Apart from the pictures, every record here must be copied word for word.

_ _ _ _ _ _ _

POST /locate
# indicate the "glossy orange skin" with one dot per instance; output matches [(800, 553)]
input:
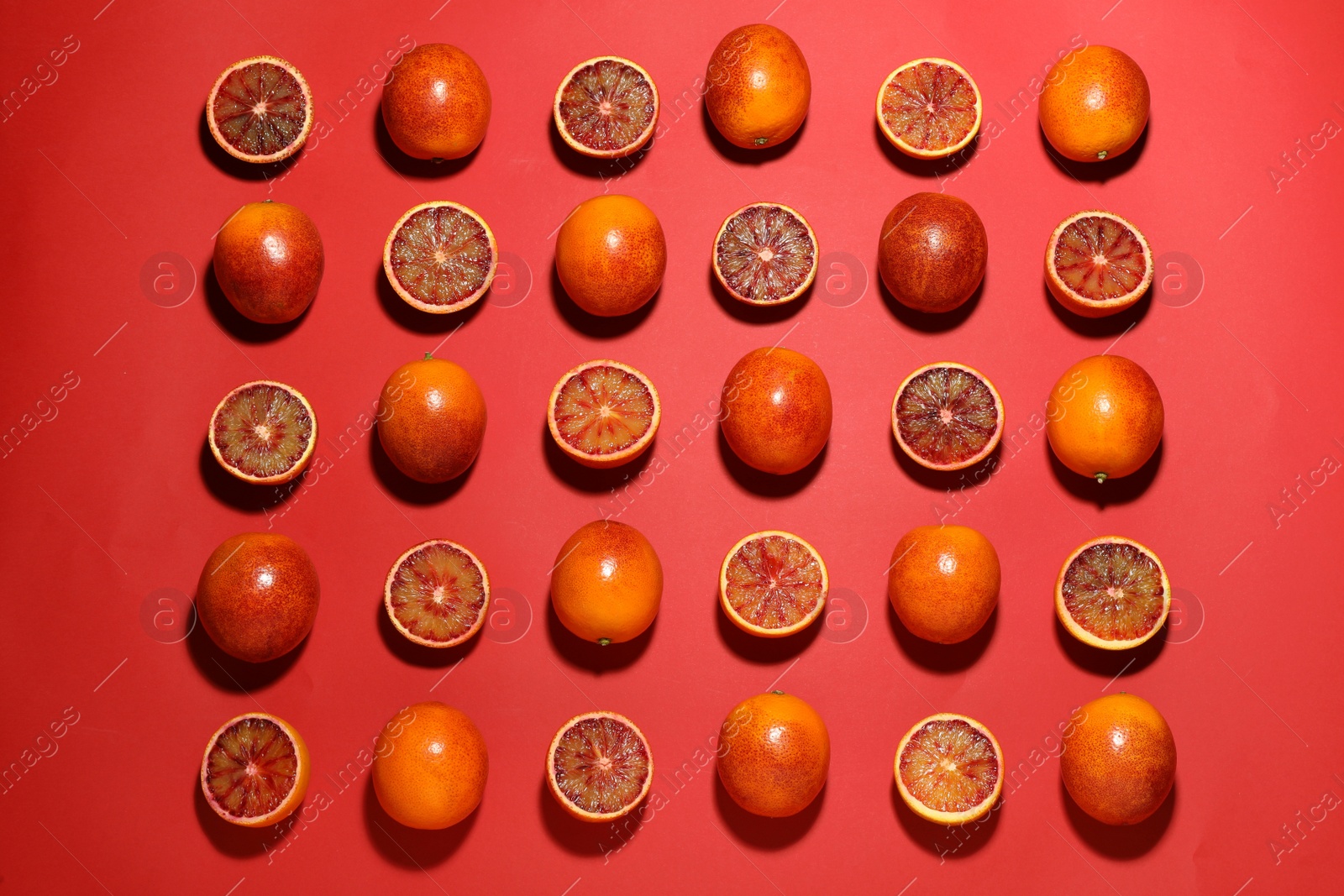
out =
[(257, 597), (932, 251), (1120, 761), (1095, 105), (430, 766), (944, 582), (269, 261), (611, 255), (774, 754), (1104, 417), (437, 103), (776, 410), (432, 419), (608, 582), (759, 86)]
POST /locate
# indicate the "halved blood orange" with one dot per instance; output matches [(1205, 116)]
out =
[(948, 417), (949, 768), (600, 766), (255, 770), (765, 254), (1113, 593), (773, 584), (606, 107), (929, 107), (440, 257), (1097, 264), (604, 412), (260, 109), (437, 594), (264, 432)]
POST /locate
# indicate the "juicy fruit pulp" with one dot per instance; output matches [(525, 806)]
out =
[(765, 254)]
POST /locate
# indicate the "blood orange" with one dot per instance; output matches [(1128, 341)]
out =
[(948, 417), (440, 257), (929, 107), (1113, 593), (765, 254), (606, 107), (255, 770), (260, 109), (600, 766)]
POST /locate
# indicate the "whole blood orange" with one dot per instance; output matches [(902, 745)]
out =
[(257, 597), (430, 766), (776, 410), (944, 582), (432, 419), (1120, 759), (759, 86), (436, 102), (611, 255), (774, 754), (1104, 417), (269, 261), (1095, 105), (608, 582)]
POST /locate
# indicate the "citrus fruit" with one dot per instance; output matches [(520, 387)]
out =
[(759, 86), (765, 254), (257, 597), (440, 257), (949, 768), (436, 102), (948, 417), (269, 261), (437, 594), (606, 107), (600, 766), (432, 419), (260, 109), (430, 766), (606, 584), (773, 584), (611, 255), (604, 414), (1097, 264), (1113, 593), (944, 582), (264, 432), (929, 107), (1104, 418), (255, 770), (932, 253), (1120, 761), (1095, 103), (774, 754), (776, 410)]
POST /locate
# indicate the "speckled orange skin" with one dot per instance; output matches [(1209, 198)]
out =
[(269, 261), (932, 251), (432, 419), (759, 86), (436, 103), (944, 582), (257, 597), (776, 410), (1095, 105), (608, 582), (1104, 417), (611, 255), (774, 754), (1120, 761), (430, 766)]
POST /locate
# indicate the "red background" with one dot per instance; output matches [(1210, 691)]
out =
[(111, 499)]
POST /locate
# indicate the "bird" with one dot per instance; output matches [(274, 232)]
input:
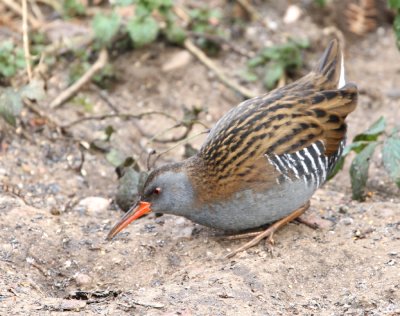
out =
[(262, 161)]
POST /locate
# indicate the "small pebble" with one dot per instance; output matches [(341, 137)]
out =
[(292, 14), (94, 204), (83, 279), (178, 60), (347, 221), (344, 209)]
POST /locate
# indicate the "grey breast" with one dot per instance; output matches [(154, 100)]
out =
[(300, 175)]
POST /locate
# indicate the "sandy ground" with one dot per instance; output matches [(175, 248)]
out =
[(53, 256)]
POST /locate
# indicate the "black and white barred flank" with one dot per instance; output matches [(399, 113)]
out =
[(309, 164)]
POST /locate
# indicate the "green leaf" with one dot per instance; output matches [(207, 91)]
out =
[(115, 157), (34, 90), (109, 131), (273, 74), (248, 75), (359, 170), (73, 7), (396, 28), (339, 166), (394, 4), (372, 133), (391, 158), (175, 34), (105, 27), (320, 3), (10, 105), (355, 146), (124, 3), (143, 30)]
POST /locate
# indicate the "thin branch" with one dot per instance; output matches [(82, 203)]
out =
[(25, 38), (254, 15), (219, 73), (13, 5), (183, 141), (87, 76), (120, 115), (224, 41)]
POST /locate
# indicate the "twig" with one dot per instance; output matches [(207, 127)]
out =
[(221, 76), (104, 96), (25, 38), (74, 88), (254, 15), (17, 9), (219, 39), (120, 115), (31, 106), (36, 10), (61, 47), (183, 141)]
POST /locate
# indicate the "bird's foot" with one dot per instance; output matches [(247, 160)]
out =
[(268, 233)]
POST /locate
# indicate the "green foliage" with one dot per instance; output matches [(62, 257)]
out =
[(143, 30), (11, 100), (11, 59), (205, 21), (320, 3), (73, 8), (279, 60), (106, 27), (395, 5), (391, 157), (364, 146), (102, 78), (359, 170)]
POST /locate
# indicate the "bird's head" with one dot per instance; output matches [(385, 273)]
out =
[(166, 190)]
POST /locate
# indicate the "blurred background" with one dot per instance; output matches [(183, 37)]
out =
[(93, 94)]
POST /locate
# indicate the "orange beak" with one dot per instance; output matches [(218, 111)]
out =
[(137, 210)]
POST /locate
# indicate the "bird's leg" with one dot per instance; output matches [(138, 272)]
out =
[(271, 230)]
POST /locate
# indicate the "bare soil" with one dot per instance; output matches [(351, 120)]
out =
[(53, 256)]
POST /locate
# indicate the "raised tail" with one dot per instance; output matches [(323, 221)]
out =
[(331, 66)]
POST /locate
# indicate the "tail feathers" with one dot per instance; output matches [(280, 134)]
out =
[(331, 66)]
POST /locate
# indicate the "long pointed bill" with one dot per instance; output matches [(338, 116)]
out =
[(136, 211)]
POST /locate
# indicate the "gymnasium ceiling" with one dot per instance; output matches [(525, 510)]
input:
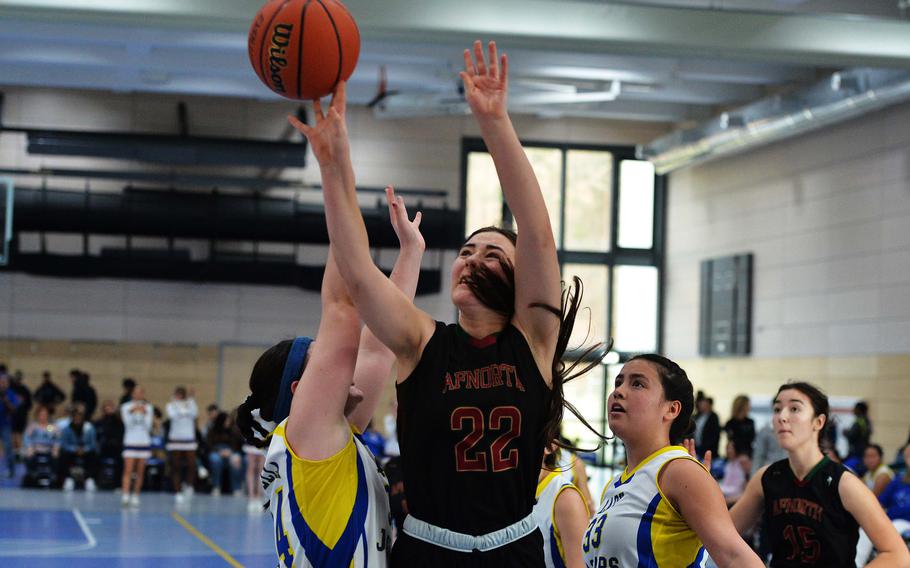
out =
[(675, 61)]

_ _ _ _ _ _ _

* Task response
POST /locate
# indicate the "glossy orange skin" with one dot per instance; output matches [(800, 553)]
input:
out =
[(257, 597), (932, 251), (1120, 761), (1095, 105), (430, 766), (944, 582), (269, 261), (611, 255), (774, 754), (1104, 417), (437, 103), (776, 410), (432, 419), (608, 582), (759, 86)]
POST /locate
# indicate the "halved blood orange" with one dot per instance; output matches [(1205, 116)]
out =
[(948, 417), (949, 768), (600, 766), (255, 770), (765, 254), (1113, 593), (773, 584), (606, 107), (929, 107), (440, 257), (1097, 264), (604, 412), (260, 109), (437, 594), (264, 432)]
POST /locate
# indicate the "juicy fruit pulp" with one dot per instance; output matches [(525, 806)]
out =
[(765, 254)]
POST /locate
# indicate the "blood orange" with one dot per instance; output matches [(1128, 341)]
out =
[(948, 417), (440, 257), (929, 107), (1113, 593), (765, 254), (606, 107), (255, 770), (260, 109), (600, 766)]
POST /locate
# indicate the "whole blood orange" with one dot per instance; output matches [(902, 745)]
out =
[(257, 597), (430, 766), (776, 410), (944, 582), (432, 419), (1120, 759), (759, 86), (436, 102), (611, 255), (774, 754), (1104, 417), (269, 261), (1095, 105), (608, 582)]
POST /locate
# indicate the "citrus fruit" with one dot per instance; output matches [(520, 387)]
out =
[(759, 86), (765, 254), (257, 597), (440, 257), (949, 768), (436, 102), (948, 417), (269, 261), (437, 594), (606, 107), (600, 766), (432, 419), (260, 109), (430, 766), (606, 584), (773, 584), (611, 255), (604, 414), (1097, 264), (1113, 593), (944, 582), (264, 432), (929, 107), (1104, 418), (255, 770), (932, 253), (1120, 761), (1095, 103), (774, 754), (776, 410)]
POST /locate
# indicate the "speckled orange skin" with one dot per instance; output matches [(1209, 198)]
out =
[(269, 261), (932, 251), (432, 419), (759, 86), (436, 103), (944, 582), (257, 597), (776, 410), (1095, 105), (608, 582), (1104, 417), (611, 255), (774, 754), (1120, 761), (430, 766)]
POST /locate
# indicate the "red background" with one dot per instance; output matches [(1210, 691)]
out =
[(111, 499)]
POST /locate
# indicate the "bird" with one dot per instance; output matches [(274, 232)]
input:
out =
[(262, 161)]
POST /locate
# indicate the "small pebble" with one dot per instance; output matches [(341, 137)]
out =
[(292, 14), (94, 204), (83, 279), (178, 60), (347, 221), (344, 209)]
POST /locate
# indicate the "grey breast" with one dot per instance; output matches [(154, 100)]
out =
[(300, 175)]
POST /locate
# indicate the "sandy ground" with one dot per instance; output matches [(175, 248)]
out =
[(53, 256)]
POST /locate
# indicate the "black and white barred flank" with one dot per instance; output matches [(399, 113)]
out =
[(309, 164)]
POST /locate
# indicate the "green leaf" with one dot per instance; output matches [(207, 91)]
out =
[(115, 157), (34, 90), (109, 131), (273, 74), (248, 75), (359, 170), (73, 7), (396, 28), (339, 166), (394, 4), (372, 133), (391, 158), (175, 34), (105, 27), (320, 3), (10, 105), (355, 146), (124, 3), (143, 30)]
POST /locate
# indicate the "thin branch" with one dot per instance; output matches [(82, 203)]
out =
[(25, 38), (254, 15), (219, 73), (13, 5), (183, 141), (87, 76), (120, 115), (224, 41)]
POST /locate
# indicate the "twig" with one dot per instance; output matches [(207, 127)]
out =
[(221, 76), (104, 96), (25, 38), (74, 88), (254, 15), (17, 9), (219, 39), (120, 115), (31, 106), (36, 10), (61, 47), (183, 141)]
POST /locate
# indicate the "bird's foot" with one dot per instance; output matches [(247, 160)]
out =
[(268, 233)]
POST /locate
# indicate the "green foliage" with one dot per instance; output matches [(62, 257)]
out =
[(143, 30), (11, 100), (11, 59), (205, 21), (320, 3), (73, 8), (279, 60), (106, 27), (395, 5), (391, 157), (364, 146), (102, 78), (359, 170)]
POST /locate
# indicate the "bird's head" with one dot per instance; output matches [(385, 273)]
out =
[(166, 190)]
POST /locate
# indicate the "blurred background" with one dot per instance; output matches [(183, 37)]
out =
[(93, 94)]
POST /locate
# indicate the "orange beak" with one dot per instance; output matches [(218, 111)]
out =
[(137, 210)]
POST /locate
# indicate the "bird's leg" with one dot per instance; output matches [(138, 272)]
out =
[(271, 230)]
POST /locate
# indicate the "bare soil" with one dot per instance; output matches [(351, 120)]
out =
[(53, 256)]
POST /locate
# indicate the "raised tail" with one dot per instance; output matches [(323, 221)]
out =
[(331, 66)]
POST /locate
# indicate the "tail feathers" with one dot per instance; output matches [(280, 134)]
out =
[(331, 66)]
POST /locate
# indicate the "long pointed bill" with one dot per instance; output matches [(338, 116)]
out =
[(136, 211)]
POST /locate
# indicate the "gymnasium ceiling" with one dot per instance; output matches [(525, 510)]
input:
out =
[(675, 61)]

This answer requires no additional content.